Entries provided ->

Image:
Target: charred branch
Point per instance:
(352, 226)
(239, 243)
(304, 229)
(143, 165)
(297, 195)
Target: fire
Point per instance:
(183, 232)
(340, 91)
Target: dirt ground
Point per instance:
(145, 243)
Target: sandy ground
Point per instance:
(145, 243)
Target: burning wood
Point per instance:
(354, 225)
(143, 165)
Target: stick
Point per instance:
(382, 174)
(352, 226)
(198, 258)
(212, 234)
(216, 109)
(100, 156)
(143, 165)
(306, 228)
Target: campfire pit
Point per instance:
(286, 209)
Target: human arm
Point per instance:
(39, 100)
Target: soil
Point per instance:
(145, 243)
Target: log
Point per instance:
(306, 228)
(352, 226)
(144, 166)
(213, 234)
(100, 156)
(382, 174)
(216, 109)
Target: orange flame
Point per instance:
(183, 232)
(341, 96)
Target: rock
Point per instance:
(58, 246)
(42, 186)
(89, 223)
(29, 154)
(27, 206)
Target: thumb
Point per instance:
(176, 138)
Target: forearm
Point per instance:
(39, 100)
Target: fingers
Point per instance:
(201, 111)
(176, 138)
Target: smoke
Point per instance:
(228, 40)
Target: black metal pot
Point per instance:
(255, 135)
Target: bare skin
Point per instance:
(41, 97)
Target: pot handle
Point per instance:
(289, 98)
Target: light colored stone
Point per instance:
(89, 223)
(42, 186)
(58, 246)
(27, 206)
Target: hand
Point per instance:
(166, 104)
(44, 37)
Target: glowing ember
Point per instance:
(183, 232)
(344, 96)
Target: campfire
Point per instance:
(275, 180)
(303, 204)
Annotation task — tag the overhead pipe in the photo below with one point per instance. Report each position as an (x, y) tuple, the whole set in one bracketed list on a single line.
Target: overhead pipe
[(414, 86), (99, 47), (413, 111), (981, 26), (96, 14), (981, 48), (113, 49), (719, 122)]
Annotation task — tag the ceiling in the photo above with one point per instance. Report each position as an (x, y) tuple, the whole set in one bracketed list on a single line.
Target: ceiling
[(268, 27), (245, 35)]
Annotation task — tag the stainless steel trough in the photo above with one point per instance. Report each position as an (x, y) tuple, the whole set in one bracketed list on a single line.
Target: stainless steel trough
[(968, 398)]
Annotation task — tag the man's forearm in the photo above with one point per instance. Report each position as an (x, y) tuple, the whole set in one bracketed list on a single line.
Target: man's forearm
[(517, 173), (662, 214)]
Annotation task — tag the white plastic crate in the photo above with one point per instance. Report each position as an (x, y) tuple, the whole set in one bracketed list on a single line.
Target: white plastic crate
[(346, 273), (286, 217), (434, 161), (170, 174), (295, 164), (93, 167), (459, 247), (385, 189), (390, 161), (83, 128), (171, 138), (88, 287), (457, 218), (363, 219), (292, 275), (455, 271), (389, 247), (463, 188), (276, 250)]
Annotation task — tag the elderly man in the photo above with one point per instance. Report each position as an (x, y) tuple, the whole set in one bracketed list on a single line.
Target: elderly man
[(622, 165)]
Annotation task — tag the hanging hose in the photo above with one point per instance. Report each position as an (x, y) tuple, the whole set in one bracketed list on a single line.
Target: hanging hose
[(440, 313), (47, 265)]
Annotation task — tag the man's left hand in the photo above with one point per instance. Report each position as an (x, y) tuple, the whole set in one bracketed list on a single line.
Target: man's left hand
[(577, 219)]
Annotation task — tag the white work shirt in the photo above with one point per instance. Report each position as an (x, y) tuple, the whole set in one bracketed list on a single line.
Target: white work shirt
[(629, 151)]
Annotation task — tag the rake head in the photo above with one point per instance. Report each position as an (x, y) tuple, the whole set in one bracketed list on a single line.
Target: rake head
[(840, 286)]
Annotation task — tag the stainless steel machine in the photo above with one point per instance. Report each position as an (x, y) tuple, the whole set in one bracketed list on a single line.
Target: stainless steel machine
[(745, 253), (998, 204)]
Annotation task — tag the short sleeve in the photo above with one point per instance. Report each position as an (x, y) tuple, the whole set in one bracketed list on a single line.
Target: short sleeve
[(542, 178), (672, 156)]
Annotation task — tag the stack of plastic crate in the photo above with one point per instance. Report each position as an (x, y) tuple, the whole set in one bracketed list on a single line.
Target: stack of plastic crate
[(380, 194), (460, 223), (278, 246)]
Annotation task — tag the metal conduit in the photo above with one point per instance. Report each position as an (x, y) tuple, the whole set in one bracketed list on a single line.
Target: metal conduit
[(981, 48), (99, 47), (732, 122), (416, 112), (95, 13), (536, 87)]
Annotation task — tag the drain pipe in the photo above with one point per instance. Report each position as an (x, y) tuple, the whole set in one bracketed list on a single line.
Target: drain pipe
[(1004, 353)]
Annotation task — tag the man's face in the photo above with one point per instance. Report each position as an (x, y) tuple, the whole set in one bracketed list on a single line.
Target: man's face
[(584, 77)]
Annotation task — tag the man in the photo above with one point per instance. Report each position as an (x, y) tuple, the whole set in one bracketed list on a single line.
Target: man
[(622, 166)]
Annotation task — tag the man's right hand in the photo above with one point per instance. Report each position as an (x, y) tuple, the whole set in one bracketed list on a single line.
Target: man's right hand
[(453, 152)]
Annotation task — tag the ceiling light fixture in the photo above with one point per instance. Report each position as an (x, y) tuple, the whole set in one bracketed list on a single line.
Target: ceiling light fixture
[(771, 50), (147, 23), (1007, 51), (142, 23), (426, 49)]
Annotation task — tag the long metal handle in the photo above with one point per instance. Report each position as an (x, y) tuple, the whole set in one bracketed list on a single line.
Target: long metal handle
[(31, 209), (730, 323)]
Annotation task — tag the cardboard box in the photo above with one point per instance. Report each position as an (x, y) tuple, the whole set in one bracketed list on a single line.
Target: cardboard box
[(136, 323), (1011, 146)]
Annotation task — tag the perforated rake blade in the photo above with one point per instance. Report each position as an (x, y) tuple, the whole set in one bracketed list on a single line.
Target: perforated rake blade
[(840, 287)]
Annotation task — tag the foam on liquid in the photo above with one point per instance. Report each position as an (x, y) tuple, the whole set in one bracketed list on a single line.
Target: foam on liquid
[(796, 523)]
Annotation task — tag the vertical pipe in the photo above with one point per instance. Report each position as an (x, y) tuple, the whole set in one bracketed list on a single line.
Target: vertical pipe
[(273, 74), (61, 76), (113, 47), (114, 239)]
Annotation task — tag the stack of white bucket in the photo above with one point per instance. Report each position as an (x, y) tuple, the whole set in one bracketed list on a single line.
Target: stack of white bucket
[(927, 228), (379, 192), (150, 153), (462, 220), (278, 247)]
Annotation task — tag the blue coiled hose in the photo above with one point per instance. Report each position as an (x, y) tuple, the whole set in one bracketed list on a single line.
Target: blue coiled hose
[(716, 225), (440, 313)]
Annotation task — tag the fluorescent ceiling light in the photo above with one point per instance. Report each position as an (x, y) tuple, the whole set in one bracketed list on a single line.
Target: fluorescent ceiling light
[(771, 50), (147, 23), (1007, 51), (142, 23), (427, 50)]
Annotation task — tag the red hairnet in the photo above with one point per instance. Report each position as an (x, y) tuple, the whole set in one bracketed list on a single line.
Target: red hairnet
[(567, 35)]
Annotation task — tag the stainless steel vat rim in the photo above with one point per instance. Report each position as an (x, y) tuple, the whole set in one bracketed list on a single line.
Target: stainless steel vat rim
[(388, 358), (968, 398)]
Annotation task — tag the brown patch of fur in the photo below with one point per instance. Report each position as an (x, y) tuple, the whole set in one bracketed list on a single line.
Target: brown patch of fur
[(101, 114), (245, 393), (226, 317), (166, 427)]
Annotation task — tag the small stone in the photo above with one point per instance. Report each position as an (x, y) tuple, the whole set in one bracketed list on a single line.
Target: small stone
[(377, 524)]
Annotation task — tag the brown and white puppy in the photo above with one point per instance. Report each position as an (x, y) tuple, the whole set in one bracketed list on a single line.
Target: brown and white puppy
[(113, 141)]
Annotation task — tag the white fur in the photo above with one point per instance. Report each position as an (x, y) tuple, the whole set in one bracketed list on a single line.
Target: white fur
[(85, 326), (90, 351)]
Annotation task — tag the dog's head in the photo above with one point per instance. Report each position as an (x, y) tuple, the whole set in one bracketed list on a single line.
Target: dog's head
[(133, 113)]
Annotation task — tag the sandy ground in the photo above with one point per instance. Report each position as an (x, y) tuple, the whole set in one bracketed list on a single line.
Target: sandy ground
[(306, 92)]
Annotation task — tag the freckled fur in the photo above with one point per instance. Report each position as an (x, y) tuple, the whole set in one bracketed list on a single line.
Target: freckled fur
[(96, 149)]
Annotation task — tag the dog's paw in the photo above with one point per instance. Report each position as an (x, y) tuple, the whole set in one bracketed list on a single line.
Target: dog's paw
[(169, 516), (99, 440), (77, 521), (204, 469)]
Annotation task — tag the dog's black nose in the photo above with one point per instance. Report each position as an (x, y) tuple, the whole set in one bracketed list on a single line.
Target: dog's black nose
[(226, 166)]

---

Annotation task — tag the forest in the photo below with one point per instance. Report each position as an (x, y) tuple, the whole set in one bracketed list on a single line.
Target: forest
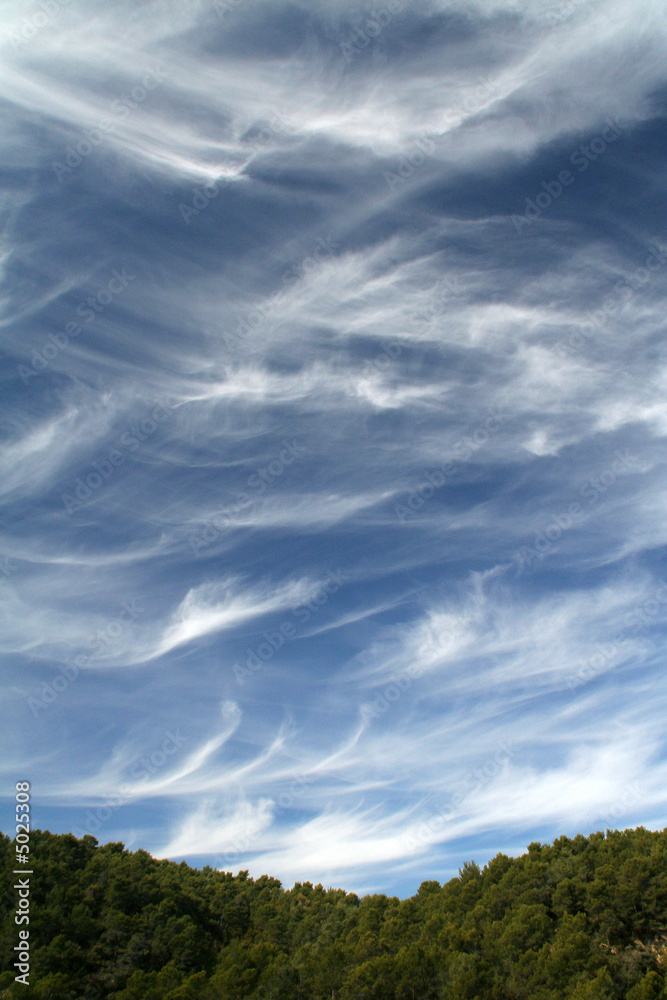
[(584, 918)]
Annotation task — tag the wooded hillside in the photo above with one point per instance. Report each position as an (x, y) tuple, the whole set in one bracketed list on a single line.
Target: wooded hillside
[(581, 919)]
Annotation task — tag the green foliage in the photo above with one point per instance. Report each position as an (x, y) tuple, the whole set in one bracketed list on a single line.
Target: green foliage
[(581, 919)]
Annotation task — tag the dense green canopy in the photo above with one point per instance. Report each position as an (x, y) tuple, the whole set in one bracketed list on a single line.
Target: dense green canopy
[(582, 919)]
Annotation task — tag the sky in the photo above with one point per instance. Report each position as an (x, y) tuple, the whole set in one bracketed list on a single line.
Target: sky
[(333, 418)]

Task details -> Every line above that holds the string "campfire" counts once; give the total and nothing more.

Answer section -> 2